## Task description
Word for word, print each record, dropping any image it holds.

## Source data
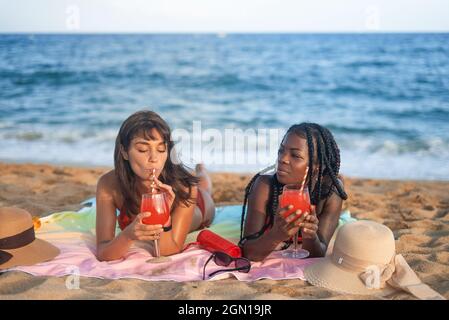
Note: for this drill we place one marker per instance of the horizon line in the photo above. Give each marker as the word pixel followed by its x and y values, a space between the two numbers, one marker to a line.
pixel 218 32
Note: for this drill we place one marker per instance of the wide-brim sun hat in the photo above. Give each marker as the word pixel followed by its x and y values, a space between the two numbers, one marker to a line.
pixel 18 243
pixel 363 261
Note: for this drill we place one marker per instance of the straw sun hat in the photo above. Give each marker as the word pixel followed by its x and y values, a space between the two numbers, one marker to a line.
pixel 363 261
pixel 18 244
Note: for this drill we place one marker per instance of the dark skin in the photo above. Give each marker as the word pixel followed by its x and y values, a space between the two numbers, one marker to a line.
pixel 292 162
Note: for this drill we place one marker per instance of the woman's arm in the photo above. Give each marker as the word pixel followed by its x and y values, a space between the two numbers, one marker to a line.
pixel 318 233
pixel 172 242
pixel 282 229
pixel 109 247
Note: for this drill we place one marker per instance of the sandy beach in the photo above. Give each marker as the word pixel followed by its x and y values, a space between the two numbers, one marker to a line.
pixel 417 212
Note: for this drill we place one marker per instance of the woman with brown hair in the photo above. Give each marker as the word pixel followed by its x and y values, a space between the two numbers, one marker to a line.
pixel 144 146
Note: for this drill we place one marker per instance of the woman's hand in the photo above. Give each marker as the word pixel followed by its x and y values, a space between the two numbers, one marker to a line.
pixel 136 230
pixel 169 194
pixel 286 227
pixel 309 226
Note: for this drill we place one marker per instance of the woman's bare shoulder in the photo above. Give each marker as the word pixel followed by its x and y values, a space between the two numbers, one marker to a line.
pixel 262 184
pixel 108 186
pixel 108 181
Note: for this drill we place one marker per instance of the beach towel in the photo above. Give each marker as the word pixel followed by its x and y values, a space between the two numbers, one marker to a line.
pixel 74 234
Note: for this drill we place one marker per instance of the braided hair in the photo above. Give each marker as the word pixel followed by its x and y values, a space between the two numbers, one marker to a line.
pixel 327 160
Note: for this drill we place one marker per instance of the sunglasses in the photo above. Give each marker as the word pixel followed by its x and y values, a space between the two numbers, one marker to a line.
pixel 224 260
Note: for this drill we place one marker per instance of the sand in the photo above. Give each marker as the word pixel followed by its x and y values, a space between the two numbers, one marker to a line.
pixel 416 211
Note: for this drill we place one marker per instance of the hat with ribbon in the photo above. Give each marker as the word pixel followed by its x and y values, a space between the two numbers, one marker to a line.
pixel 364 261
pixel 18 243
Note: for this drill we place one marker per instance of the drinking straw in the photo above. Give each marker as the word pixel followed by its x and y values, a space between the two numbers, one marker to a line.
pixel 304 180
pixel 152 180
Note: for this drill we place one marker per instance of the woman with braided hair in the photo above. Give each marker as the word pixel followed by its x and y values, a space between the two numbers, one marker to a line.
pixel 305 145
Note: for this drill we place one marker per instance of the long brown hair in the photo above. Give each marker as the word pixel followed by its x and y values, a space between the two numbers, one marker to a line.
pixel 173 174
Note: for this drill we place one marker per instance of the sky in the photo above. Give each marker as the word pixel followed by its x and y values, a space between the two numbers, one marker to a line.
pixel 116 16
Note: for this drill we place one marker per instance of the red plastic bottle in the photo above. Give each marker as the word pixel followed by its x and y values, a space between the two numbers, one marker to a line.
pixel 213 242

## Result of the task
Note: for this drill we place one marker per instance of the horizon line in the photo above. Give each marker as the word pixel followed by its x and y values, a space between the two numbers, one marker to a line.
pixel 218 32
Note: for this drill we place one marker per instance of the wide-brim sun hat in the photo above. Give each marker as the word pixel followed by its x and y values, a space between the two numbers, one marker to a line.
pixel 18 243
pixel 363 261
Note: for this drill we place one marker per instance of the straw sun hat in the photo above. Give each marker as the word pixel followed by its x and y values, a space between the two numbers, one marker to a line.
pixel 363 261
pixel 18 244
Note: for this drill we place one marker per instance of the dark skin in the photo above. Give each marker as the word pixel followed by its x and y values, a space between the two numbers, one marker to a line.
pixel 292 162
Note: for this drill we place one marker per instance of the woman's arm in the photo above. Give each marker as the word pixel followed by its x and y values, a space between the two numbers, one marker to a line.
pixel 318 233
pixel 172 242
pixel 282 229
pixel 109 247
Note: for this drill we place one marker per instance of the sandy beach in the photo above. Give each marker as the word pixel followed by its x and y values, a space between the two numbers, one marker to a line.
pixel 417 212
Note: for this drill we place one marker per instance of the woman with brown hair in the photo above. Give each marker as the word pixel followed by its x and y values, a space between the two numbers, one marker to a line.
pixel 144 146
Note: for this drill we place one marker per instance of the woman's hand in the photo above. Give each marker as the word pixel followed by its x and y values, a space between the two numbers, one marker to a line.
pixel 136 230
pixel 169 194
pixel 286 227
pixel 309 226
Note: for this drill we place one marker per instance of the woman's bare shoulder in the photo above. Give each marker as the word pixel followed by its x and y values, a space between the two numbers, one marker to a line.
pixel 262 184
pixel 108 186
pixel 108 181
Note: for this drill we place one marker per instance of the beach towel in the photo above. Give each marker as the word pixel followed by its x and y values, a space between the two numbers, one marker to a line.
pixel 74 234
Note: for this drill we place one marker per instance of the braided hair in the photo above. Give each marker as the word pixel followed by its x and y values, a space between the two numbers, one marker to a line.
pixel 327 160
Note: for this drill we place one marker per instance of the sunglasses in the photo above. Give each marker as the word pixel followed by its x and y values, a space between the two numbers, one marker to a line.
pixel 224 260
Note: for this drill we place one marker per instance of the sand in the photo above. Give each marker as the word pixel followed by its x and y values, a space between the two numbers, one marker to a line.
pixel 416 211
Note: for this drill we place one marker per instance of the hat with ribbon in the photo above. Give each marker as the word pixel followed by its x and y values, a space between the two numbers, one marker to a line.
pixel 364 261
pixel 18 243
Note: for this drill we place one marker per instance of the drinking straw in the photo above. Give each marker as the word pixel followed by its x and y values, a space between the two numbers, one marker to a line.
pixel 304 180
pixel 152 180
Note: for this drill we place one marker per instance of the woman with braided hair in the photo above. Give each marker as the word pixel followed by its x and y values, a space between the two numbers, one marker to a line.
pixel 305 145
Note: for this drill we place one marker per instance of the long brown hair in the photo above. Give each marker as the word pixel followed by its x and y values, a space between the two numbers, one marker to a line.
pixel 173 174
Note: for this drill we place one marker per instance of the sky in the photo above. Give each marker as the word pixel followed by its x and y values, a space between the two numbers, one marker to a line.
pixel 116 16
Note: for this drill we place one marker per instance of the red plastic bottle in the photo above. Give each marker as the word pixel followed by its x and y values, a space between the two numbers, one marker to a line.
pixel 213 242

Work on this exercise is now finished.